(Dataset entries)
+---+

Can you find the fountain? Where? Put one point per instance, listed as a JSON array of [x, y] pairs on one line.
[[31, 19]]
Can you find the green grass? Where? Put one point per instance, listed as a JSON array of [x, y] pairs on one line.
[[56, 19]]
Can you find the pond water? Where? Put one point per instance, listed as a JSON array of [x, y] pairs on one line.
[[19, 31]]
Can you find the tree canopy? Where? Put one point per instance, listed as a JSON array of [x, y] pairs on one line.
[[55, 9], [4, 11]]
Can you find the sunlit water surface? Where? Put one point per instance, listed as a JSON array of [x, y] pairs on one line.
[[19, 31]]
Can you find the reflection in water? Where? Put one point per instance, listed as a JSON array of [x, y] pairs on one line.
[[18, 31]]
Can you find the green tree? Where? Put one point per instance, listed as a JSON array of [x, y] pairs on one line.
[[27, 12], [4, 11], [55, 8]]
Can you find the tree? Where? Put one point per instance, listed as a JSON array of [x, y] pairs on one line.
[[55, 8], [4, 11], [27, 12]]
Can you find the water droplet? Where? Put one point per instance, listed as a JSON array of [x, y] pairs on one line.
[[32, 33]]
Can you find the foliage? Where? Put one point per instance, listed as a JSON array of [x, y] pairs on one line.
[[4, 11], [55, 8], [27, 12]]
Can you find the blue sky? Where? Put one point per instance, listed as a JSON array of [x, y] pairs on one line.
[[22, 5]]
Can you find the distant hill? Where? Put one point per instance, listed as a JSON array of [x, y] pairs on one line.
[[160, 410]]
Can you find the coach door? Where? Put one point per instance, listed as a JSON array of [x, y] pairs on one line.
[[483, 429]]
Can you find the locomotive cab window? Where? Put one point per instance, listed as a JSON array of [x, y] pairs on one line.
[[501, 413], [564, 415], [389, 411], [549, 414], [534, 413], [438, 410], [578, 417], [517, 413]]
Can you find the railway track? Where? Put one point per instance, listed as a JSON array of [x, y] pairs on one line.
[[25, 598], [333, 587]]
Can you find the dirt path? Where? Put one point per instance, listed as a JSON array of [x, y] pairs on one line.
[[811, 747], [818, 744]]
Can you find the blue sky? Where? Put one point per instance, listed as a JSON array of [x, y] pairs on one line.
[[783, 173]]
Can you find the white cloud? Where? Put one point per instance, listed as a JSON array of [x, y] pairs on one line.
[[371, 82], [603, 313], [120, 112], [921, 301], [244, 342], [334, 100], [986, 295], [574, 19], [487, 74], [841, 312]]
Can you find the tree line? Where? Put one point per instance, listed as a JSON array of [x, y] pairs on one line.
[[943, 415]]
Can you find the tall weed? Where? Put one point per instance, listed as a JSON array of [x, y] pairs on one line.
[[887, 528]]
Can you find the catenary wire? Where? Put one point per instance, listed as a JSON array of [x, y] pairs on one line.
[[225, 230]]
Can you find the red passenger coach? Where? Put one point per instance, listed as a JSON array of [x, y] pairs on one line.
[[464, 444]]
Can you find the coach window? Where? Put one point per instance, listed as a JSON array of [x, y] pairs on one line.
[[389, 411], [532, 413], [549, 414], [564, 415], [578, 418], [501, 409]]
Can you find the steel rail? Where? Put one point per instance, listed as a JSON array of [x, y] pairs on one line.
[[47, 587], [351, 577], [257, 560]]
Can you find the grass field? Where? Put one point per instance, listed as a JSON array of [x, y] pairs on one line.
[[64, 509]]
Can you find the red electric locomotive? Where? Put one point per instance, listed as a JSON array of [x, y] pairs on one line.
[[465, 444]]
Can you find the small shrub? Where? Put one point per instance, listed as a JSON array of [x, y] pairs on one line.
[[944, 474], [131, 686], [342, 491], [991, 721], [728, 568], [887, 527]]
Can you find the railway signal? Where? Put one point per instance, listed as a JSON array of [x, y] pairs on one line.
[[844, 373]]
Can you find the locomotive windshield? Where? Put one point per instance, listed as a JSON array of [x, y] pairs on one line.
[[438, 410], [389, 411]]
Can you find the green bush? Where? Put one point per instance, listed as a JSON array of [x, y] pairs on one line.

+---+

Each entry should be written out again exactly, with no word left out.

TASK ANSWER:
Can you find the fountain? Where? Put one point per instance, listed as a JSON array of [x, y] pairs on one line.
[[31, 19]]
Can you find the green grass? Where? Put one point per instance, listed as a JSON array of [x, y] pairs on one line.
[[56, 19]]
Can you find the pond water? Where? Put one point per instance, listed as a JSON array of [x, y] pairs on one line.
[[19, 31]]
Can you find the tree canopy? Where? Put one point per instance, listed as a JSON array of [x, y] pairs on one line.
[[55, 9], [4, 11]]
Can you find the sunlit water surface? Where? Put one point per instance, listed as a JSON array of [x, y] pairs on one line.
[[19, 31]]
Can you find the reflection in water? Where? Put one point per instance, listed as a JSON array of [x, y] pairs on one line.
[[18, 31]]
Can you find the green tree? Where? Put one point per instance, listed as a JSON array of [x, y] pairs on one line.
[[27, 12], [4, 11], [55, 8]]
Can you find the tree? Where? Put one point per instance, listed as a JSON array of [x, y] pairs on one line.
[[55, 8], [4, 11], [27, 12]]
Can you find the water droplet? Where? Put one point per instance, listed as a JSON array of [x, y] pairs on one line.
[[32, 33]]
Can you find the foliage? Where? Put one point per instance, listed as a JSON array of [x, y] pairs on one line.
[[4, 11], [55, 8], [27, 12]]
Can you find the blue sky? Where? Put one point per instance, listed as a JSON array of [x, y] pairs on one line.
[[22, 5]]
Can you find the distant hill? Where? Put one point per instance, listed as a JSON array of [x, y] pairs on one line.
[[160, 410]]
Can you find the coach door? Where? Put one point per instance, listed as a JSON array of [x, y] pairs on one line.
[[483, 429]]
Can you find the locomotive cab window? Where? Put one point per instance, listed as a JSON array of [x, y] pairs on one line.
[[501, 413], [564, 415], [389, 411], [549, 414], [534, 413], [438, 410], [578, 417], [517, 413]]
Can you find the railway track? Where? Put one point per instance, listed as a JSON array of [x, y] pairs on one line.
[[25, 598], [333, 587]]
Can you find the dirt path? Where? Put one point per instance, listed as a JSON array of [x, y] pairs on one line.
[[811, 747], [818, 744]]
Can you find the blue sky? Where? Put one point per instance, listed as a JSON array of [x, y] pairs on one line.
[[783, 173]]
Can you find the white cloud? Where? Put one point per instance, listed as a JSON array of [x, y] pairs on one line.
[[371, 82], [603, 313], [120, 112], [921, 301], [244, 342], [334, 100], [986, 295], [574, 19], [487, 74], [841, 312]]
Can you find the tree line? Where? Put one point per instance, listed as a JSON array of [x, y] pairs on one line.
[[943, 415]]
Can you find the tall weed? Where? Put one point per instance, listed as a JSON array of [x, y] pairs on one line.
[[887, 528]]
Can you find the catenary wire? Where? Put one point per instance, listed as a JSON array of [x, y] pairs on one line.
[[225, 230]]
Can you find the red passenger coach? Where? Put one point per instance, listed as a JSON array of [x, y] pairs on one line.
[[464, 444]]
Can you find the coach window? Where? Put one point per instance, listed as a JSON array of [x, y] pairs on one line.
[[389, 411], [532, 413], [549, 414], [564, 415], [578, 418], [501, 409]]
Can you find the steel rail? Where? Put one point per instance, listed as a JSON array of [x, y] pairs on one line.
[[47, 587], [351, 577], [257, 560]]
Can you find the grass field? Where? Put one point per instance, listed as a JSON array of [x, y] pairs on one line.
[[64, 509]]
Can you find the red electric locomotive? Where? Put one point per instance, listed as a JSON array of [x, y] pairs on one line.
[[465, 444]]
Can you find the small shrub? Where? Put one point per instance, listed as a JSON array of [x, y] pairs on one line.
[[944, 474], [131, 686], [342, 491], [991, 721], [728, 568], [887, 527]]
Can you find the railway signal? Where? Put one point per instance, listed as a JSON array of [x, y] pairs on one line.
[[844, 373]]
Can you find the locomotive windshield? Where? Put one point per instance, listed as a JSON array of [x, y] pairs on one line.
[[438, 410], [389, 411]]
Can you find the green bush? Where? Put one point per instance, listed as a JSON array of [x, y] pairs on one line.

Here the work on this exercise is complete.